>> BEGIN DATA FOR THE TASK

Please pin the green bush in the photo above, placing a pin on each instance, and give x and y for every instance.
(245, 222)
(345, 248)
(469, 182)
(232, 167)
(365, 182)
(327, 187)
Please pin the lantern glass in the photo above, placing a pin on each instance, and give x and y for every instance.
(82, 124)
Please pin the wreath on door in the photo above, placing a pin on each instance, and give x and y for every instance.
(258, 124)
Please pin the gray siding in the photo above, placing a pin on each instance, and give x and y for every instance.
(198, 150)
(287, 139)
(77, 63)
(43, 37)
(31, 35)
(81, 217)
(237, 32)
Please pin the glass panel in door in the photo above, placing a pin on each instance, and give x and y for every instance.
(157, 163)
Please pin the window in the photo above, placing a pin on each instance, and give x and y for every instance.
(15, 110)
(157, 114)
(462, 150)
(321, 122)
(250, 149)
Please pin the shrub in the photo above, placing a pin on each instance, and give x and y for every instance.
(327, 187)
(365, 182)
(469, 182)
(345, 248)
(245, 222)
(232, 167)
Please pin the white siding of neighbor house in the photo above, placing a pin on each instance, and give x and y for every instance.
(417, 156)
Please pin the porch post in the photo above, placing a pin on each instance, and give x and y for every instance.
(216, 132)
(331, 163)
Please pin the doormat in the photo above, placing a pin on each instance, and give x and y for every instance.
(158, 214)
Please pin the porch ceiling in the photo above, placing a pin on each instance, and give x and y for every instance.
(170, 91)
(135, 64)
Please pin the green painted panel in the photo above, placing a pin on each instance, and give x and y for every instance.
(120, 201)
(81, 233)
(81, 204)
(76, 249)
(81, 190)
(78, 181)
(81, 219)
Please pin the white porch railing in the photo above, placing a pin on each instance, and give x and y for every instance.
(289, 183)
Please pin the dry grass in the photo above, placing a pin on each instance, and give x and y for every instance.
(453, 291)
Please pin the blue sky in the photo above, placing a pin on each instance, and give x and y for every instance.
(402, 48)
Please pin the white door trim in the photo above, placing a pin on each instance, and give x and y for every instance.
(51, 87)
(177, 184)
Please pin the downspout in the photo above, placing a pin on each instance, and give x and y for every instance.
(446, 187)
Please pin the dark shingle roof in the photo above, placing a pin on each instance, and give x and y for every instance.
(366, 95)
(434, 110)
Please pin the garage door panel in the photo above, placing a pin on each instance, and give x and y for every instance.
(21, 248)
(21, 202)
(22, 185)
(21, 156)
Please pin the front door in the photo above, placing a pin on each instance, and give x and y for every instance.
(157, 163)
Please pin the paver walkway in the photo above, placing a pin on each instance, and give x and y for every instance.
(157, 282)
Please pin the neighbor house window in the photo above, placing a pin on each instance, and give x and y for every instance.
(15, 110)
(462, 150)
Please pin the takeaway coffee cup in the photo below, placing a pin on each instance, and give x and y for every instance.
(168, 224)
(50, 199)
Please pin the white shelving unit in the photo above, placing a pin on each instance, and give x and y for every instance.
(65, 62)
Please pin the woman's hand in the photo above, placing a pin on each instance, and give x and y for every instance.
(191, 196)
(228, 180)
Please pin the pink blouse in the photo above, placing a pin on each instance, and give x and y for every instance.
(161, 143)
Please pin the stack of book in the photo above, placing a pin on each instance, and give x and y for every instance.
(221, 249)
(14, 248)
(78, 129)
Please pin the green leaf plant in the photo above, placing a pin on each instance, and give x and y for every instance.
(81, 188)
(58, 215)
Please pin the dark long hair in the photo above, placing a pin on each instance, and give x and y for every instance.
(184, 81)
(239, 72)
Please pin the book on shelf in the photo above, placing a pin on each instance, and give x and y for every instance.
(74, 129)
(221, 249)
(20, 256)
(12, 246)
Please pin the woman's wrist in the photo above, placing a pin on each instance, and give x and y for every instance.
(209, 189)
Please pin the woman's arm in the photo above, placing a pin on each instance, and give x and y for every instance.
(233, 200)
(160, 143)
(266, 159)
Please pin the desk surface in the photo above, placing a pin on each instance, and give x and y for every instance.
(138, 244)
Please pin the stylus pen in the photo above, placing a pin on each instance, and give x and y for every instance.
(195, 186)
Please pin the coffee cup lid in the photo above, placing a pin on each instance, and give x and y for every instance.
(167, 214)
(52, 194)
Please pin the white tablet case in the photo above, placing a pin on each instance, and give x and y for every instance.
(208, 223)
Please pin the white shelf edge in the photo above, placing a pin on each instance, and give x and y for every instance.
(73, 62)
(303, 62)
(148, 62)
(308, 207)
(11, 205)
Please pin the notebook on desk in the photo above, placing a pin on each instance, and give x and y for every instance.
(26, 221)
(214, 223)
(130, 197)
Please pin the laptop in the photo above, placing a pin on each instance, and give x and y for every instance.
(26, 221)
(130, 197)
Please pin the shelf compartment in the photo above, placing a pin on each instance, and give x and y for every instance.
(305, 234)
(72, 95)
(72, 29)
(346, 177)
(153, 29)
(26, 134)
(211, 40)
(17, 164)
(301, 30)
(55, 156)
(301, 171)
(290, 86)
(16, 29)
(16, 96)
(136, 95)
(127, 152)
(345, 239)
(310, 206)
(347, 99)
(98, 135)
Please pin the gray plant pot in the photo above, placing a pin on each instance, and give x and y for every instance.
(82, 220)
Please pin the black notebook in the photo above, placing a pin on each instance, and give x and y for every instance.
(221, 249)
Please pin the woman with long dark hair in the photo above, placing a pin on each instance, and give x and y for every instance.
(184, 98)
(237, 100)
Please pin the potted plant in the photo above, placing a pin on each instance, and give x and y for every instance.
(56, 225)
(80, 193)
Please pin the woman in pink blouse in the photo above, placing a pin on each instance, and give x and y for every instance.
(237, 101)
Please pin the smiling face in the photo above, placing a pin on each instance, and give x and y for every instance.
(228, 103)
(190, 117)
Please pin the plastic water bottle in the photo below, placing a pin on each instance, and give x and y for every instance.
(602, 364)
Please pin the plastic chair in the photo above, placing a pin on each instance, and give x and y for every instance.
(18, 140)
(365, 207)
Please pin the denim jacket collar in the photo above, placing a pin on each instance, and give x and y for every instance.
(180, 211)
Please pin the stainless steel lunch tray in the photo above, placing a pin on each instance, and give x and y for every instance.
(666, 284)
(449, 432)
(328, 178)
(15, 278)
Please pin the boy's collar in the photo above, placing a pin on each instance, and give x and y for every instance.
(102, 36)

>> END DATA FOR THE TASK

▶ [PROBLEM STATEMENT]:
Write out the whole listing exactly.

▶ [RESPONSE TO THE TASK]:
Please pin the green bush in the photo above, placing a pin on each instance, and give x and y for every instance.
(245, 222)
(345, 248)
(469, 182)
(232, 167)
(365, 182)
(327, 187)
Please pin the lantern glass in the photo above, placing a pin on each instance, and give x and y for every instance.
(82, 124)
Please pin the wreath on door in the photo above, placing a pin on each instance, and give x and y for every instance.
(258, 124)
Please pin the gray siding in the photo above, placing a pin on each instance, and give x and y for every instance.
(198, 150)
(287, 139)
(77, 63)
(43, 37)
(31, 35)
(81, 217)
(237, 32)
Please pin the glass panel in door in the photo above, placing a pin on each instance, and give x and y for every instance.
(157, 163)
Please pin the window in the photo above, placing a pin on each instance, and give x and y for every instance.
(15, 110)
(157, 114)
(462, 150)
(321, 122)
(250, 149)
Please pin the shrub in the photo above, placing a pin on each instance, and give x and y for every instance.
(327, 187)
(365, 182)
(469, 182)
(345, 248)
(245, 222)
(232, 167)
Please pin the white siding of neighbor house in the photo above, placing a pin on each instance, and give x and y for every instance.
(417, 156)
Please pin the porch post in the photo above, placing a pin on each instance, and give x and y for every instance.
(216, 132)
(331, 163)
Please pin the doormat in the photo above, placing a pin on each instance, and give x and y for every instance.
(158, 214)
Please pin the porch ceiling in the photo above, placing a pin on each instance, and give x and y for every instance.
(170, 91)
(135, 64)
Please pin the green painted panel in the photo above, placing a pin on each instance, and give x and y for every instance.
(120, 201)
(81, 233)
(81, 204)
(76, 249)
(81, 190)
(78, 181)
(81, 219)
Please pin the white porch railing in the photo above, placing a pin on each instance, and give x and y for every instance.
(289, 183)
Please pin the dry grass in the photo above, placing a pin on each instance, and give x and y for every instance.
(453, 291)
Please pin the blue sky in the photo above, placing a pin on each instance, and give x and y for every instance.
(402, 48)
Please pin the white door trim in the photo above, placing a pin on each instance, and give x and y for every instance.
(51, 87)
(177, 184)
Please pin the downspout in the photo above, placing a pin on each instance, and give x and y for every instance.
(446, 187)
Please pin the dark shingle roof in the photo above, placing a pin on each instance, and give x and y for every instance.
(366, 95)
(434, 110)
Please pin the garage door panel in the photo above, placing a pin on each instance, and give x and y for every instance.
(21, 248)
(21, 202)
(22, 185)
(21, 156)
Please pin the front door in the photo above, placing a pin on each instance, and give x and y for every instance.
(157, 163)
Please pin the paver walkway in the photo above, placing a pin on each instance, and give x and y for every instance.
(157, 282)
Please pin the neighbor house window in the photo above, placing a pin on each instance, and give x and y for every instance.
(15, 110)
(462, 150)
Please pin the takeaway coffee cup in the photo below, placing a pin on each instance, and give x and y for every instance.
(168, 224)
(50, 199)
Please pin the white shelving unit in the photo above, placing a pin on each instance, and give x and y for every instance.
(65, 62)
Please pin the woman's hand in the photo above, placing a pin on each instance, and give x and y for every instance.
(191, 196)
(228, 180)
Please pin the pink blouse in the photo above, placing a pin on each instance, and give x and y for every instance.
(161, 143)
Please pin the stack of book in the photo above, placing a pin on each instance, and give x and y for every instance.
(221, 249)
(14, 248)
(78, 129)
Please pin the green leaf plant in the photo above, placing a pin on each instance, and give x and y for every instance.
(81, 188)
(58, 215)
Please pin the dark long hair in the photo above, placing a pin on each instance, and give x and y for every instance.
(184, 81)
(239, 72)
Please pin the book on shelf in the photo above, placing a pin on each instance, and give x and y for every instance.
(74, 129)
(221, 249)
(20, 256)
(12, 246)
Please pin the woman's wrist in the photo above, placing a pin on each instance, and give x and y for every instance.
(209, 189)
Please pin the woman's arm in the photo above, placing a pin on each instance, and give x and y for every instance.
(233, 200)
(160, 143)
(266, 159)
Please pin the desk surface in the photo above, placing a pin on each instance, and give x and y for every instance.
(138, 244)
Please pin the stylus pen in the photo above, placing a pin on each instance, and give x and y for every instance.
(195, 186)
Please pin the coffee cup lid in the photo above, placing a pin on each instance, and give x and y for every instance.
(167, 214)
(52, 194)
Please pin the white tablet case in the photo above, placing a pin on each instance, and give x and y for every instance.
(208, 223)
Please pin the white shelf edge in the photo above, placing a pin on each instance, and give x and y for every instance.
(73, 62)
(303, 62)
(148, 62)
(308, 207)
(11, 205)
Please pin the notebook on desk in the photo above, placing a pin on each instance, and give x and y for every instance.
(26, 221)
(214, 223)
(130, 197)
Please pin the laptop in the photo above, placing a pin on each instance, and give x and y for every instance.
(26, 221)
(130, 197)
Please pin the shelf compartment in the photo above, placing a pin on each instance, and give x and y for every instance.
(305, 234)
(72, 95)
(72, 29)
(346, 177)
(153, 29)
(26, 134)
(211, 40)
(17, 164)
(301, 30)
(55, 156)
(301, 171)
(290, 86)
(16, 29)
(16, 96)
(136, 95)
(127, 152)
(345, 239)
(310, 206)
(347, 99)
(98, 135)
Please pin the gray plant pot in the photo above, placing a pin on each instance, and give x and y for every instance.
(82, 220)
Please pin the black notebook in the photo above, placing a pin on each instance, and give x and y for every instance.
(221, 249)
Please pin the woman with long dark hair in the photo above, placing a pin on each instance, and give x and y for every instance.
(184, 98)
(237, 100)
Please pin the potted plant in the photo above, placing a pin on each instance, and give x and y for every instance.
(56, 225)
(80, 193)
Please pin the woman in pink blouse in the photo above, placing a pin on each instance, and give x and y for every instance.
(237, 101)
Please pin the smiling face in the photo above, placing a pin on each instance, and give x and y for every instance.
(228, 103)
(190, 117)
Please pin the plastic water bottle in the photo below, placing a pin on each instance, and give x and y for every instance.
(602, 364)
Please pin the plastic chair in the photo above, placing a pin on each instance, and give x and y for every instance.
(18, 140)
(365, 207)
Please pin the denim jacket collar in the photo above, placing a pin on each instance, and give x and y for every instance.
(180, 211)
Please pin the stainless steel lunch tray in the photo above, placing a pin on each instance, and give x and y for every instance.
(666, 284)
(449, 432)
(328, 178)
(15, 278)
Please pin the boy's collar in the photo above, placing a pin on each instance, and give x and y for every instance.
(102, 36)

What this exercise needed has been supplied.